- Exercise goal
Copy word for word the lines of the data below, starting with the line that contains "Indicate one point for each instance of the plate" and going on through the line that contains "(734, 1177)".
╭─ Material provided
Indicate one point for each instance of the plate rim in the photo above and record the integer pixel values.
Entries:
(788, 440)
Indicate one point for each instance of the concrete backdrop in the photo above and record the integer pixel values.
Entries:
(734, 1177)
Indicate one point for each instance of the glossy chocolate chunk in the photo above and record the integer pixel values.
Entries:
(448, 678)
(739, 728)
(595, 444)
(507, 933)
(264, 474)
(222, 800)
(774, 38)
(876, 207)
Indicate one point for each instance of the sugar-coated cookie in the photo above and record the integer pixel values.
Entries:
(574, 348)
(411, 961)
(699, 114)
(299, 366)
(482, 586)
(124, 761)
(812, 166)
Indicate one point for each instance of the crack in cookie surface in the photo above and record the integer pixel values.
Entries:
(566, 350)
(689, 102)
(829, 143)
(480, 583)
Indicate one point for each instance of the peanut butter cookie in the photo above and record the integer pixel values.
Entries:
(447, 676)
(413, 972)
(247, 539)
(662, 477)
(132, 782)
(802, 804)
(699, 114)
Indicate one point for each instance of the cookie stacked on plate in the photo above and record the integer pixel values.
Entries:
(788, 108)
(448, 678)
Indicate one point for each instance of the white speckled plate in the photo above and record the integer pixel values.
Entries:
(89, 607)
╰─
╭─ Material provided
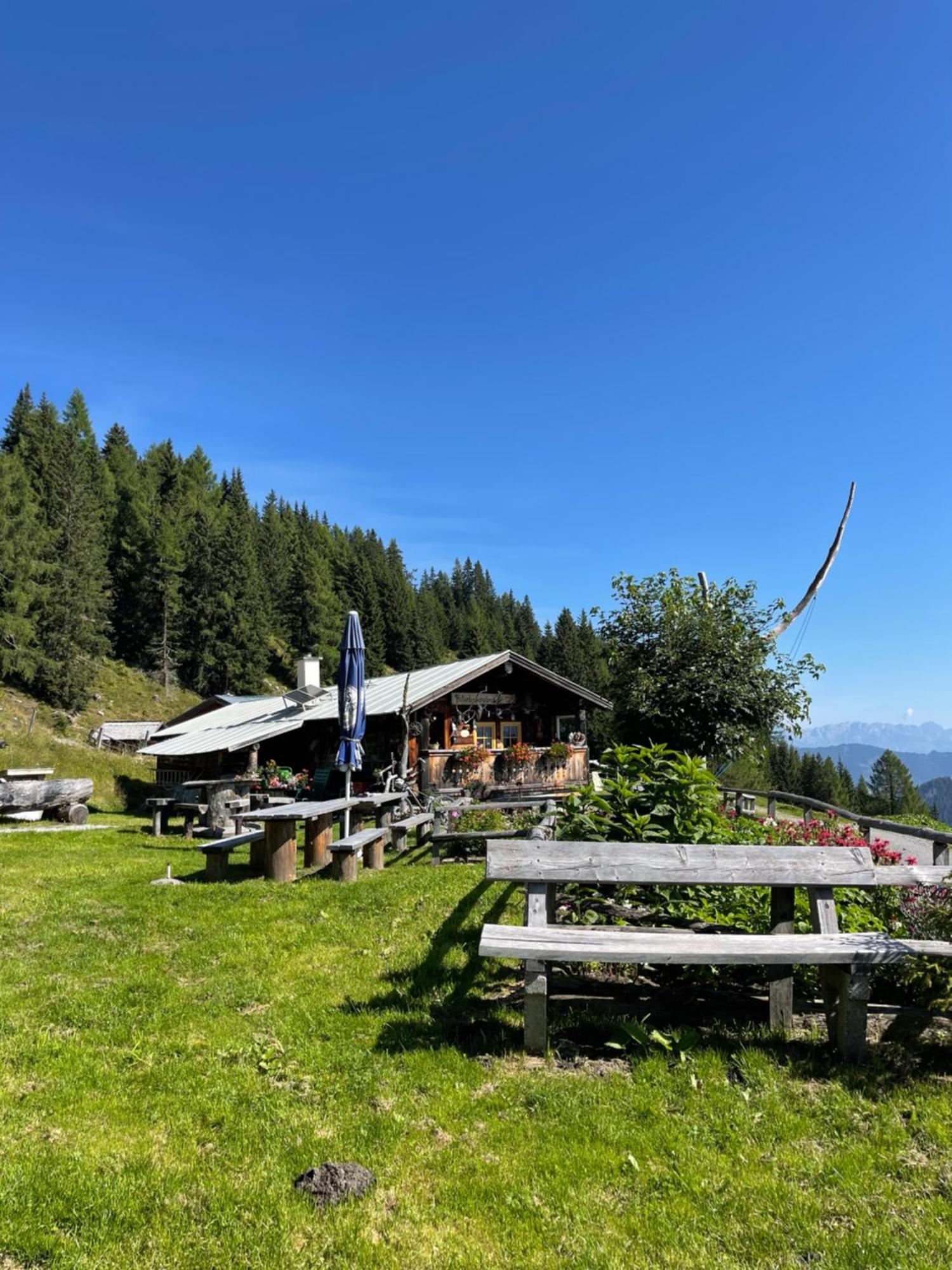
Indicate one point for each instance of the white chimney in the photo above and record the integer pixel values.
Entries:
╰─
╭─ Material provided
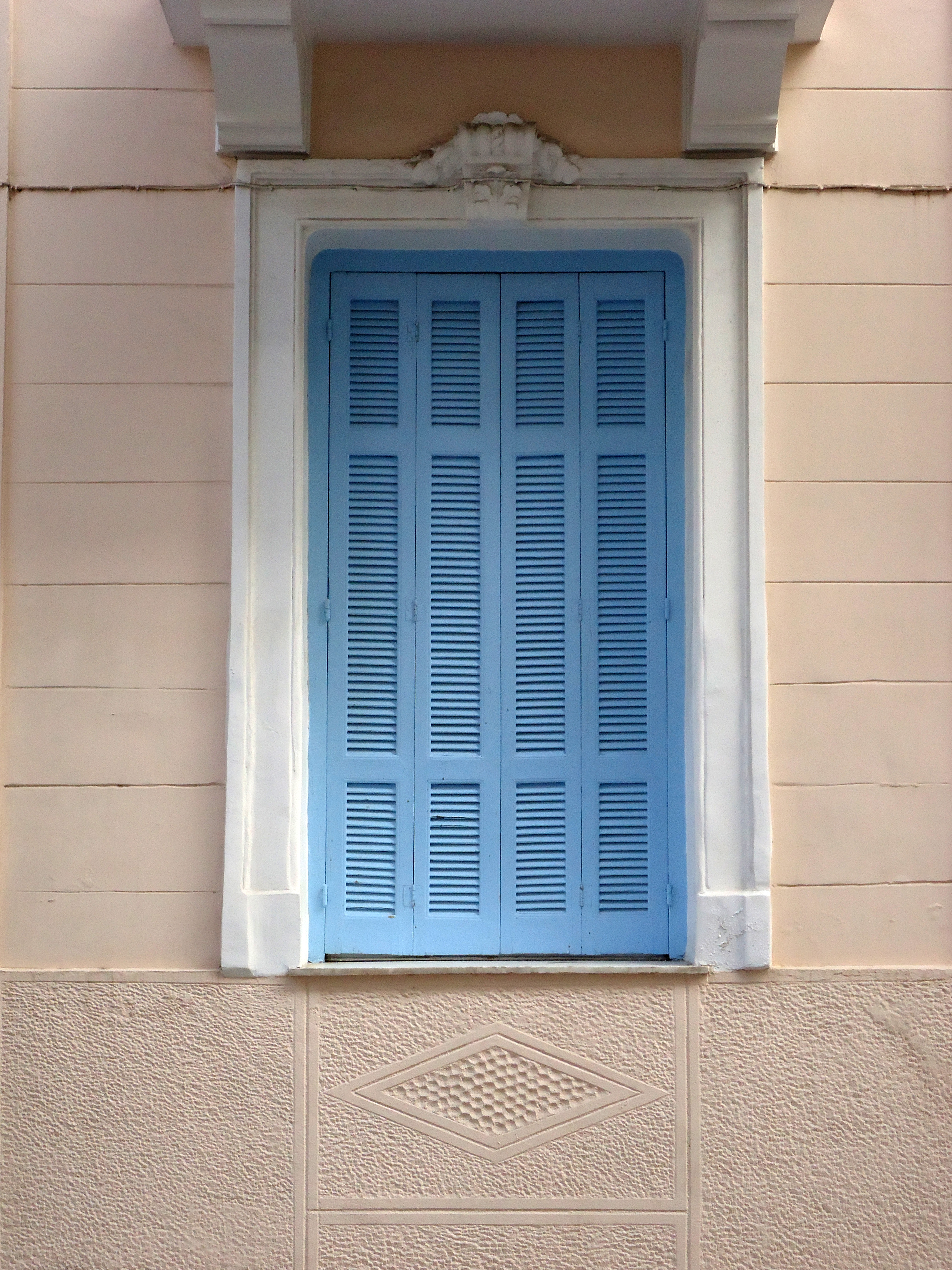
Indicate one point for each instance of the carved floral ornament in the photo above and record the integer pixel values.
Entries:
╰─
- Answer to this problem
Indicate one point for each instance of the plate rim in the photo above and record the integer pixel values.
Entries:
(788, 440)
Indicate one point for each instance of the concrete backdrop in the photo above and record the integer pixel values.
Entries:
(734, 1177)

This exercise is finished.